Excerpts from point annotation data
• • • • •

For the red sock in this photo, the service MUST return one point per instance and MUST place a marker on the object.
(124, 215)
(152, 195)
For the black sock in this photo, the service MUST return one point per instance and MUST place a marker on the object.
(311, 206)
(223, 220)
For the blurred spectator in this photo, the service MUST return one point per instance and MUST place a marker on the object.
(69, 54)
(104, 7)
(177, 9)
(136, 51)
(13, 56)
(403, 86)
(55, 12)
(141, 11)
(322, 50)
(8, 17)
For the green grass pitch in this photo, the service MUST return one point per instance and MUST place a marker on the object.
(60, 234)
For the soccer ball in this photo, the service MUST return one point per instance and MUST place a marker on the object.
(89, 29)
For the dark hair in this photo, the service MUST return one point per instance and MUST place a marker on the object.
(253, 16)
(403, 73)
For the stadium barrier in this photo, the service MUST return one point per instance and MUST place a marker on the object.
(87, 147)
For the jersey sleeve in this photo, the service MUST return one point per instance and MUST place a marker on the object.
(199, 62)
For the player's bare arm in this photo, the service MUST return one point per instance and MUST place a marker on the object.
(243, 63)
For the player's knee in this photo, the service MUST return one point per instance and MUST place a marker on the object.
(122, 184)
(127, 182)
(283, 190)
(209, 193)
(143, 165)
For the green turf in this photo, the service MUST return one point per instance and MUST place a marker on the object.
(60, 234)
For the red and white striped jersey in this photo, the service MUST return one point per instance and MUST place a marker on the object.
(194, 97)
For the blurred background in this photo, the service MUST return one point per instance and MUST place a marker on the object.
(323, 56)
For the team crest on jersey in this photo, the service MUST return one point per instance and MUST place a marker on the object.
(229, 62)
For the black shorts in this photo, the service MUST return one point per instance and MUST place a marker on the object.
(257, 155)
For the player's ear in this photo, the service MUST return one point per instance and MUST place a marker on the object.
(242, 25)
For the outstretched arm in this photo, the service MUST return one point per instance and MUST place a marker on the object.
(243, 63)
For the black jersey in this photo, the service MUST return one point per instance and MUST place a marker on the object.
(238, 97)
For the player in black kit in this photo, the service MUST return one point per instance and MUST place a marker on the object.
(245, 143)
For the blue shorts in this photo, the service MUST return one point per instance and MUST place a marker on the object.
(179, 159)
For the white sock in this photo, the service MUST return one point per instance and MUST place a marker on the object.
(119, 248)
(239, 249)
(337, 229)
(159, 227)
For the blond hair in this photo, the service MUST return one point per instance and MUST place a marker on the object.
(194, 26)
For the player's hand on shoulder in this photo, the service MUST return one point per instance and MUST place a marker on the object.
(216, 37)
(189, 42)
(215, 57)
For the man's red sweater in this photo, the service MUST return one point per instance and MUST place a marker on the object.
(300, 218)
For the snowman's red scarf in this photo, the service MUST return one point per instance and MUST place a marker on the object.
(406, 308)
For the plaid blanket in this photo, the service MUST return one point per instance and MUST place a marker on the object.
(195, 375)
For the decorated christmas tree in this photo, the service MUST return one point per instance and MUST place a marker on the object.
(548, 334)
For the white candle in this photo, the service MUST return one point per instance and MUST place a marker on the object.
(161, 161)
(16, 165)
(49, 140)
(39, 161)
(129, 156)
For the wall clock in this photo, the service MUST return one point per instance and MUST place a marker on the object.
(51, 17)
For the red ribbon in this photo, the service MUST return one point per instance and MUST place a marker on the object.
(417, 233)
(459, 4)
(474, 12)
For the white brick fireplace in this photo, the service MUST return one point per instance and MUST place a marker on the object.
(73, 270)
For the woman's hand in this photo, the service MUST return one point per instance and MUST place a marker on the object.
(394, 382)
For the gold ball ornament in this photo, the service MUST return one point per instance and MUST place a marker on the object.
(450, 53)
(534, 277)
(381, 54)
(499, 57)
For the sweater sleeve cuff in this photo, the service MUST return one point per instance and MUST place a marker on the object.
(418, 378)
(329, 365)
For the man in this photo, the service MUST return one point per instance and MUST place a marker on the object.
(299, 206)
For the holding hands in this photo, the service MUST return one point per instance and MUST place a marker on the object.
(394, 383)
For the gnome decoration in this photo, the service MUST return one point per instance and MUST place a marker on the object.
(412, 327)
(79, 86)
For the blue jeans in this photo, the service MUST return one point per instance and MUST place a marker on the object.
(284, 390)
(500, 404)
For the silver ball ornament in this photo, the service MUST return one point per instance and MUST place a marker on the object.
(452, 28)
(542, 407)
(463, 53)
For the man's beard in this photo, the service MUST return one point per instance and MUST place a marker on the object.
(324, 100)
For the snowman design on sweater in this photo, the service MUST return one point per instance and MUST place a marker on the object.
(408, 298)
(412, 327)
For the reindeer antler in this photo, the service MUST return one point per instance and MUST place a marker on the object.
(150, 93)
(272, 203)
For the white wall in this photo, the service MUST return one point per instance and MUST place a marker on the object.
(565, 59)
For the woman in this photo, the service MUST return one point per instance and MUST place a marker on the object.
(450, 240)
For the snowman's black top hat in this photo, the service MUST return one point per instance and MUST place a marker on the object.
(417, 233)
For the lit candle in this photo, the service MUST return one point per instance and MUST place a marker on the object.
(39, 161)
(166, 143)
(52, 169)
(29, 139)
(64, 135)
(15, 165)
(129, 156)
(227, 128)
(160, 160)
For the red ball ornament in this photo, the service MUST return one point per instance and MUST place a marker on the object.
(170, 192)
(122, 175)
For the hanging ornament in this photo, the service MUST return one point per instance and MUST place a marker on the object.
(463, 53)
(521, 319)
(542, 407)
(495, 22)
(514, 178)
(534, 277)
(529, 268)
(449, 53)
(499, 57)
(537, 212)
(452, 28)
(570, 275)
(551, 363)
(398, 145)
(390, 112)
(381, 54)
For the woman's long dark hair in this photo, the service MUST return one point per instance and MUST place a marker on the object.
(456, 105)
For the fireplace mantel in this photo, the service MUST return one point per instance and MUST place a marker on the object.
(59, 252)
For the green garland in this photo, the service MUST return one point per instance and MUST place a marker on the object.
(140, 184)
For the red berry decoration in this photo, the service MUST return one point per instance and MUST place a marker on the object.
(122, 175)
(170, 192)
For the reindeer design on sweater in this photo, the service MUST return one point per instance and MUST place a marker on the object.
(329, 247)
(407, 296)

• • • • •

Output the whole listing above again, word for word.

For the red sock in this photo, the service MUST return one point per instance and MUST place a marker on the object.
(124, 215)
(152, 195)
For the black sock in this photo, the service MUST return one point per instance and MUST place a marker on the object.
(311, 206)
(223, 220)
For the blurred spectator in this photo, the service MUST return one point per instance and MUST place a marker on the object.
(69, 54)
(104, 7)
(177, 9)
(136, 51)
(13, 56)
(403, 86)
(55, 12)
(141, 11)
(322, 50)
(8, 17)
For the green grass pitch in this photo, the service MUST return one point per instance and MUST place a marker on the object.
(60, 234)
For the soccer ball in this photo, the service MUST return one point per instance and MUST place a marker on the object.
(89, 29)
For the dark hair in this photo, the service MUST return one point per instance and MUST place a marker on the object.
(253, 16)
(403, 73)
For the stadium barrier in this photo, the service MUST return one point per instance and MUST place a marker on the object.
(87, 147)
For the jersey sleeve in this photo, the service MUST return one point per instance and MUST place a marker on the object.
(199, 62)
For the player's bare arm in this photo, the service MUST return one point per instance and MUST place a marker on the object.
(243, 63)
For the player's knee in this photo, the service MUST return one point per instance and MUST place a marker on the object.
(122, 184)
(127, 182)
(283, 190)
(209, 193)
(143, 165)
For the green turf in this photo, the service MUST return one point per instance and MUST place a marker on the object.
(60, 234)
For the red and white striped jersey in this photo, the service MUST return one point per instance and MUST place a marker on the object.
(194, 97)
For the blurred background in this photo, the service MUST return one point per instance and MUST place a marker on the object.
(323, 56)
For the team crest on jersey in this photo, the service MUST return one point per instance and MUST place a marker on the object.
(229, 62)
For the black shorts in this photo, the service MUST return one point per instance and MUST place a marker on the object.
(257, 155)
For the player's ear in this photo, the service MUST return one point per instance and MUST place a marker on the object.
(242, 25)
For the outstretched arm in this photo, the service MUST return one point per instance and MUST place a marker on the object.
(243, 63)
For the black jersey in this photo, the service MUST return one point per instance and MUST place a marker on the object.
(238, 97)
For the player in black kit in this photo, the service MUST return one point per instance and MUST place a marker on the object.
(245, 143)
For the blue shorts in this photo, the service MUST return one point per instance and MUST place a marker on the object.
(179, 159)
For the white sock in this photo, the service MUST return one point per instance and MUST place a marker on the object.
(119, 248)
(239, 249)
(337, 229)
(159, 227)
For the blond hair in this photo, the service MUST return one point per instance and MUST place a marker on the object.
(194, 26)
For the player's hand on shoulder in this photo, the service MUST return one point per instance and MUST place a marker on the object.
(216, 37)
(189, 42)
(215, 57)
For the man's red sweater in this photo, the service MUST return one point per instance and MUST place a marker on the object.
(300, 218)
For the snowman's red scarf in this photo, the service MUST return one point per instance and MUST place a marker on the object.
(406, 308)
For the plaid blanket in this photo, the service MUST return one point per instance and MUST place a marker on the object.
(195, 375)
For the decorated christmas tree in this photo, the service MUST return one point per instance and MUST place a marker on the object.
(548, 334)
For the white candle in this photo, the service MUST return one point per instance and MUST place a marker on the object.
(161, 161)
(16, 165)
(49, 140)
(39, 161)
(129, 156)
For the wall clock in this photo, the service MUST return one point per instance and MUST place a marker on the object.
(51, 17)
For the red ribbon in this photo, the service MUST return one point per instance and MUST place a marker on the object.
(417, 233)
(459, 4)
(474, 12)
For the white brick fireplace in this photo, the service MUST return one point per instance and MUST place a marker on the object.
(73, 270)
For the woman's hand in this photo, the service MUST return one point per instance and MUST place a marker on the object.
(394, 382)
For the gold ball ornament in this photo, the service MUST return one point per instance and MUST place a marker on the object.
(450, 53)
(534, 277)
(381, 54)
(499, 57)
For the sweater sleeve cuff in this photo, the service MUST return one point per instance and MUST place a marker on the object.
(418, 378)
(329, 365)
For the man in this photo, the service MUST return one point per instance and MUST place a marker on the object.
(299, 206)
For the holding hands in this photo, the service MUST return one point per instance and MUST place a marker on the object.
(394, 383)
For the gnome decoration in this photo, the service MUST return one point per instance and MUST place a marker on the object.
(412, 327)
(79, 86)
For the blue jeans in this photo, the service MUST return one point per instance and MUST place a marker on the object.
(284, 390)
(500, 404)
For the silver ball ornament in this photo, the service MUST return one point per instance and MUST place a marker on the object.
(452, 28)
(542, 407)
(463, 53)
For the man's beard in this photo, the service MUST return one point per instance and MUST place a marker on the object.
(324, 100)
For the snowman design on sweater in this photo, the service MUST return one point per instance and MUST place a marker on the object.
(408, 298)
(412, 327)
For the reindeer antler in this photo, the service MUST return one point per instance and MUST place a marker on the object.
(150, 93)
(272, 203)
For the white wall in this photo, the service MUST return one point per instance and MUST place a marker on the object.
(565, 59)
For the woman in this photo, the service MUST return one point per instance and MUST place a marker on the object.
(450, 240)
For the snowman's black top hat in this photo, the service MUST return one point per instance and MUST place a marker on the object.
(417, 233)
For the lit candle in this photo, the service MUST return one point per instance and MUST place a marker on the object.
(39, 161)
(166, 143)
(52, 169)
(29, 139)
(64, 135)
(15, 165)
(129, 156)
(227, 128)
(160, 160)
For the red ball ornament in this photo, the service MUST return one point per instance and MUST place a marker on the object.
(170, 192)
(122, 175)
For the hanging ornament in this photo, the service MUST return one point per instance and MUST place a marker on the object.
(463, 53)
(521, 319)
(542, 407)
(495, 22)
(514, 178)
(534, 277)
(529, 268)
(449, 53)
(499, 57)
(537, 212)
(452, 28)
(570, 275)
(551, 363)
(398, 145)
(390, 112)
(381, 54)
For the woman's long dark hair in this photo, the service MUST return one point per instance and MUST place a marker on the object.
(456, 105)
For the fireplace mantel in this photo, the service MUST return one point per instance and MUST place a marker on the object.
(59, 252)
For the green garland in this photo, the service MUST return one point per instance and MUST place a marker on the object.
(140, 184)
For the red berry decoration in this photo, the service MUST return one point per instance and MUST place a marker on the object.
(122, 175)
(170, 192)
For the reindeer design on sweater in this photo, the service MUST return one point per instance and MUST place a marker on the object.
(329, 247)
(407, 296)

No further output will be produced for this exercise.